Directions for this task:
Keep the pictures out, and restate the listing that follows exactly as written.

Records:
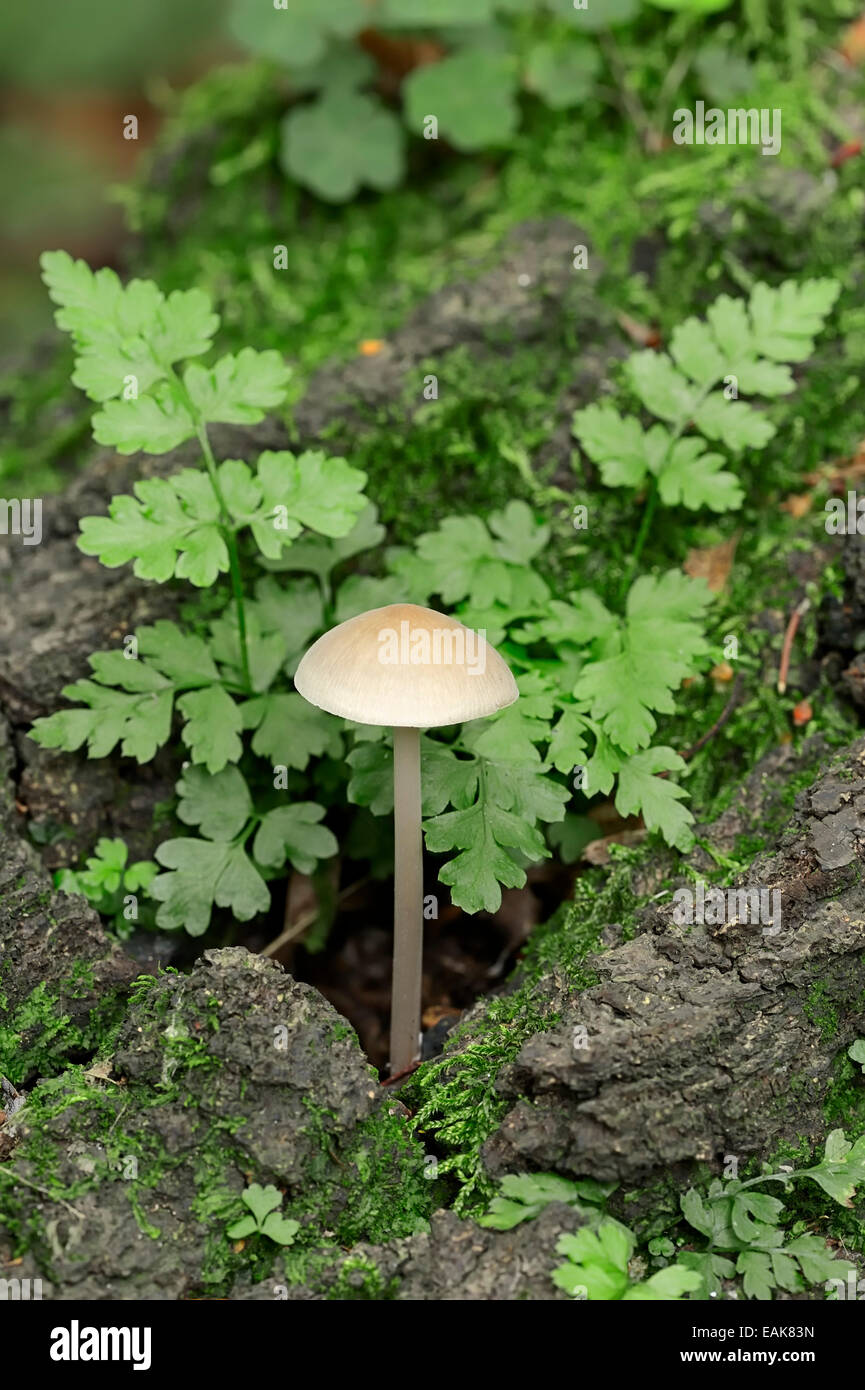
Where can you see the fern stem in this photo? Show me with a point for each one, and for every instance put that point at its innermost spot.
(228, 535)
(648, 512)
(234, 558)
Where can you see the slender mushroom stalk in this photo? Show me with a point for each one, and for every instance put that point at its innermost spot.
(406, 667)
(408, 901)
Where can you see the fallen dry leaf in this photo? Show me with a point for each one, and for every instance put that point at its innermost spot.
(803, 713)
(640, 334)
(712, 563)
(597, 852)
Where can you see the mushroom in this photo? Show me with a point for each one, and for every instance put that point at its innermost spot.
(408, 667)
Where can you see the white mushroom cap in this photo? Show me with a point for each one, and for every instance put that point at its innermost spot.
(408, 667)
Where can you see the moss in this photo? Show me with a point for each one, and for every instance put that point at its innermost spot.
(821, 1009)
(39, 1036)
(458, 1107)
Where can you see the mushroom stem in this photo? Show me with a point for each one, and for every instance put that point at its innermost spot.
(408, 902)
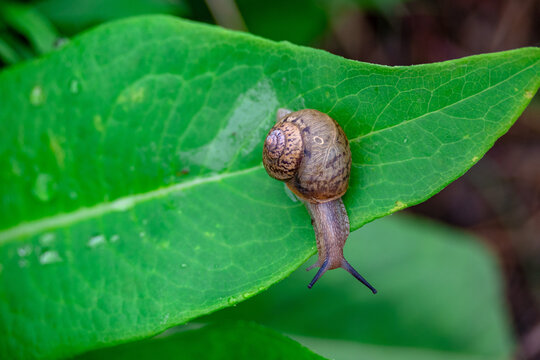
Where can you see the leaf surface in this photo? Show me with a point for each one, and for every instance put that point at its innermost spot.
(133, 194)
(230, 340)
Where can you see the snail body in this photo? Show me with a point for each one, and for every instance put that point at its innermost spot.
(309, 151)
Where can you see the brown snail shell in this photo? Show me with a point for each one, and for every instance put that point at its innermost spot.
(310, 152)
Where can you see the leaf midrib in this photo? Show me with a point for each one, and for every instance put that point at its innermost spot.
(121, 204)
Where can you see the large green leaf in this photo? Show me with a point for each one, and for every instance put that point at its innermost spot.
(439, 295)
(231, 340)
(133, 196)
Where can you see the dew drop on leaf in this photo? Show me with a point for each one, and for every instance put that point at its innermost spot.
(49, 257)
(24, 250)
(37, 97)
(23, 263)
(96, 240)
(44, 187)
(46, 239)
(74, 86)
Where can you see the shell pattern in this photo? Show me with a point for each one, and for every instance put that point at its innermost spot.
(309, 151)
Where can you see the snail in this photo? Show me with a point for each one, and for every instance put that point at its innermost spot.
(309, 151)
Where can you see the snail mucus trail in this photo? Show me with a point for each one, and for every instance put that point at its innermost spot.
(309, 151)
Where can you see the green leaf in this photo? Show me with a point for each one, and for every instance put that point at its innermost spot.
(233, 340)
(133, 195)
(439, 295)
(7, 53)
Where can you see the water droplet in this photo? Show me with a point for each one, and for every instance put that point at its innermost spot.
(123, 204)
(23, 263)
(44, 187)
(165, 319)
(60, 42)
(74, 86)
(96, 240)
(46, 239)
(15, 166)
(37, 97)
(24, 250)
(98, 123)
(49, 257)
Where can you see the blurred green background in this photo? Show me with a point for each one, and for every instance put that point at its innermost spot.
(498, 200)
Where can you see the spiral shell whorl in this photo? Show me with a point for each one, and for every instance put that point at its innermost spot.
(283, 151)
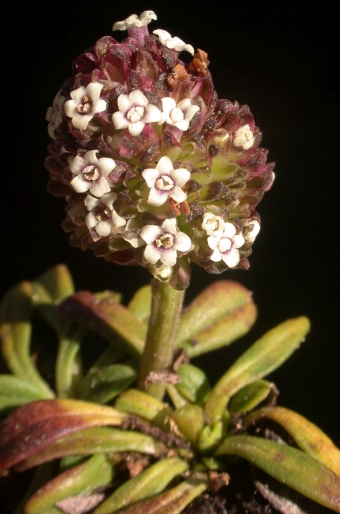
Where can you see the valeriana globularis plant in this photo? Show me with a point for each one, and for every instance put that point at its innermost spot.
(156, 171)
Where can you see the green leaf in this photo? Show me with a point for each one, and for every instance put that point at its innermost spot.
(173, 501)
(108, 318)
(263, 357)
(148, 483)
(307, 436)
(288, 465)
(107, 382)
(15, 334)
(140, 305)
(36, 425)
(250, 396)
(194, 385)
(222, 313)
(94, 440)
(96, 472)
(16, 391)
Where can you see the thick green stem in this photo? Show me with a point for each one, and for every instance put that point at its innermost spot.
(159, 347)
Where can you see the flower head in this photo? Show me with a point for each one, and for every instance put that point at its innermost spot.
(156, 170)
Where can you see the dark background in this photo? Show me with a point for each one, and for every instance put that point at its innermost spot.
(280, 60)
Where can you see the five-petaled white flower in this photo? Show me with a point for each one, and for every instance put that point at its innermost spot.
(225, 245)
(134, 112)
(250, 229)
(174, 43)
(135, 21)
(84, 105)
(212, 224)
(243, 137)
(54, 114)
(102, 218)
(165, 181)
(178, 115)
(91, 173)
(163, 243)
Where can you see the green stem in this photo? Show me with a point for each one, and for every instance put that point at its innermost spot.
(166, 308)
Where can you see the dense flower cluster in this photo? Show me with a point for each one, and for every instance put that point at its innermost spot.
(155, 168)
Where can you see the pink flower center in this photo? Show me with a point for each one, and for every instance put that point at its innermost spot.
(165, 241)
(164, 183)
(135, 114)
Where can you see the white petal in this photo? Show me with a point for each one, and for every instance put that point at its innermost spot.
(231, 258)
(151, 254)
(152, 114)
(165, 166)
(180, 176)
(150, 233)
(136, 128)
(119, 120)
(182, 242)
(79, 184)
(103, 228)
(169, 257)
(100, 187)
(137, 98)
(150, 176)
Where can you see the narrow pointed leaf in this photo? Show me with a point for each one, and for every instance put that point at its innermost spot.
(140, 305)
(307, 436)
(288, 465)
(171, 502)
(263, 357)
(83, 479)
(95, 440)
(15, 335)
(36, 425)
(16, 391)
(250, 396)
(150, 482)
(108, 318)
(217, 301)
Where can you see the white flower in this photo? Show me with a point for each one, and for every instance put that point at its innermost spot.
(165, 181)
(225, 246)
(213, 224)
(178, 115)
(91, 172)
(174, 43)
(134, 112)
(252, 228)
(54, 114)
(84, 105)
(102, 218)
(164, 242)
(244, 137)
(135, 21)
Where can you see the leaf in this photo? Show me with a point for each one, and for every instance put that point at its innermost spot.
(148, 483)
(35, 426)
(173, 501)
(15, 334)
(96, 472)
(107, 382)
(107, 318)
(140, 305)
(307, 436)
(223, 312)
(263, 357)
(250, 396)
(95, 440)
(16, 391)
(288, 465)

Response to this exercise:
Where can you see the fern stem in this photo? Show me with a point for each one, and for every instance put that point at its innermost spot.
(228, 535)
(648, 512)
(234, 558)
Where can you see the slender mushroom stalk in this photo? Show me with a point for each one, and for every instance put that point at its innermost spot.
(406, 667)
(408, 901)
Where can you see the fallen dry leaf in this photo? Show me with a point for each one, and for every instance put that point at its innermost spot.
(803, 713)
(640, 334)
(712, 563)
(597, 852)
Where can you see the mushroom in this photo? Show me with a point for each one, and for every instance put that point at its innermost spot.
(408, 667)
Where can you see the white mushroom cap in this photo? Show me with a point for each one, and for every instance put that point at its innermost spot.
(408, 667)
Where can you see the moss in this photo? Show me with a point for each one, and for every instance put that point at its innermost spot.
(821, 1009)
(39, 1036)
(458, 1107)
Where can you see the mushroom stem in this photo? Show me with a point for each one, and for every instance put that point at its innermost spot.
(408, 902)
Where can you see the leaf surface in this photo? Show me with a point for each one, and for every instance put that point at its innermost spot.
(133, 194)
(230, 340)
Where can you see the snail body in this photo? Show me with a point for each one, and for every instance put that point at its innermost spot.
(309, 151)
Where can you see the brown snail shell in this photo? Show me with a point for each one, and for every instance put that point at its innermost spot.
(310, 152)
Where can you see the leaf midrib in this photo? Show me with a point for each one, and for every instance put that point at its innermost spot.
(121, 204)
Where can you see the large green leaf in this photo? Show me with a point for each one, and for every instance put that point at its innermost spot.
(439, 295)
(231, 340)
(133, 196)
Where can you see the dew drop on leaf in this photo? Show me with a point for each one, and for every instance put that point at its innermost spot.
(49, 257)
(24, 250)
(37, 97)
(23, 263)
(96, 240)
(44, 187)
(46, 239)
(74, 86)
Where can you see the shell pattern in this photo? Show me with a point for each one, and for every instance put that point at its innermost spot.
(309, 151)
Where can you see the snail in this photo? Show me with a point for each one, and for every instance put that point at its innermost spot.
(309, 151)
Where can you see the snail mucus trail in this photo? Show me with a point for each one, and for every instance put that point at its innermost spot.
(309, 151)
Where can you see the green leaf in this photo? Show me with a point for each one, and for every instance put that point at its innermost spot.
(233, 340)
(133, 195)
(439, 295)
(7, 53)
Where can you see the water droplet in this photo? Show me with a point for each one, and for every instance put that point at its innermost spot.
(123, 204)
(23, 263)
(44, 187)
(165, 319)
(60, 42)
(74, 86)
(96, 240)
(46, 239)
(15, 166)
(37, 97)
(24, 250)
(98, 123)
(49, 257)
Where can you see the blurred green background in this photo? Show me with a point for each one, and for every instance put that point at its innermost spot.
(498, 200)
Where can you see the spiral shell whorl in this photo? Show me with a point for each one, and for every instance put that point at its innermost spot.
(283, 151)
Where can you see the valeriana globularis plant in this photo? Show me with a point for each one, and for every instance put that point at its innermost spot.
(156, 171)
Where can you see the green leaf in this photo? Show me with a point for each one, and for every instance put that point at its innermost spot.
(173, 501)
(108, 318)
(263, 357)
(148, 483)
(307, 436)
(288, 465)
(107, 382)
(15, 334)
(140, 305)
(36, 425)
(250, 396)
(194, 385)
(222, 313)
(94, 440)
(96, 472)
(16, 391)
Where can you see the thick green stem in this photo? Show me with a point for each one, and for every instance put that point at its innermost spot.
(159, 347)
Where can you see the flower head in this photo? Show me with a point for each one, and for every instance put that point at its innermost spot.
(156, 170)
Where can you see the dark background in this photo? Show me with a point for each one, and for every instance put that point at its innermost spot.
(280, 60)
Where can you see the five-petaled white flower in this photo? Show me with a point for each one, and for every instance put that point at its innermost spot.
(225, 245)
(134, 112)
(250, 229)
(174, 43)
(135, 21)
(84, 105)
(212, 224)
(243, 137)
(54, 114)
(102, 218)
(165, 181)
(178, 115)
(91, 173)
(163, 243)
Where can you see the green stem in this photo? Show me with a point for each one, and for every instance put that point at its innermost spot.
(166, 308)
Where can you see the dense flower cluster in this photo? Show me with a point for each one, and for every instance put that point at its innermost spot.
(155, 168)
Where can you see the pink flower center in this photo? Show me with a point for each one, and for every instance put that point at its innermost spot.
(165, 241)
(164, 183)
(135, 114)
Where can you see the white petal in this photo? Show me with a point for each one, and for every instance put that point at its innermost spot.
(231, 258)
(151, 254)
(152, 114)
(165, 166)
(180, 176)
(150, 233)
(136, 128)
(119, 120)
(182, 242)
(79, 184)
(103, 228)
(169, 257)
(100, 187)
(137, 98)
(150, 176)
Where can you see the narrow pointed leaf in this photo? Show me with a point for each one, and for every instance put that point at its innermost spot.
(140, 305)
(307, 436)
(288, 465)
(171, 502)
(263, 357)
(83, 479)
(95, 440)
(15, 335)
(36, 425)
(16, 391)
(250, 396)
(150, 482)
(108, 318)
(217, 301)
Where can you see the white flower in this photo? Show me with a point for each one, and for every instance put that point at its innermost spot.
(165, 181)
(225, 246)
(213, 224)
(178, 115)
(91, 172)
(174, 43)
(134, 112)
(252, 228)
(54, 114)
(84, 105)
(102, 218)
(164, 242)
(244, 137)
(135, 21)
Where can you see the leaf in this photo? Show me with a point for each one, and for every instance put that point at its innermost spot.
(148, 483)
(35, 426)
(173, 501)
(15, 334)
(96, 472)
(107, 382)
(107, 318)
(140, 305)
(307, 436)
(223, 312)
(263, 357)
(250, 396)
(95, 440)
(16, 391)
(288, 465)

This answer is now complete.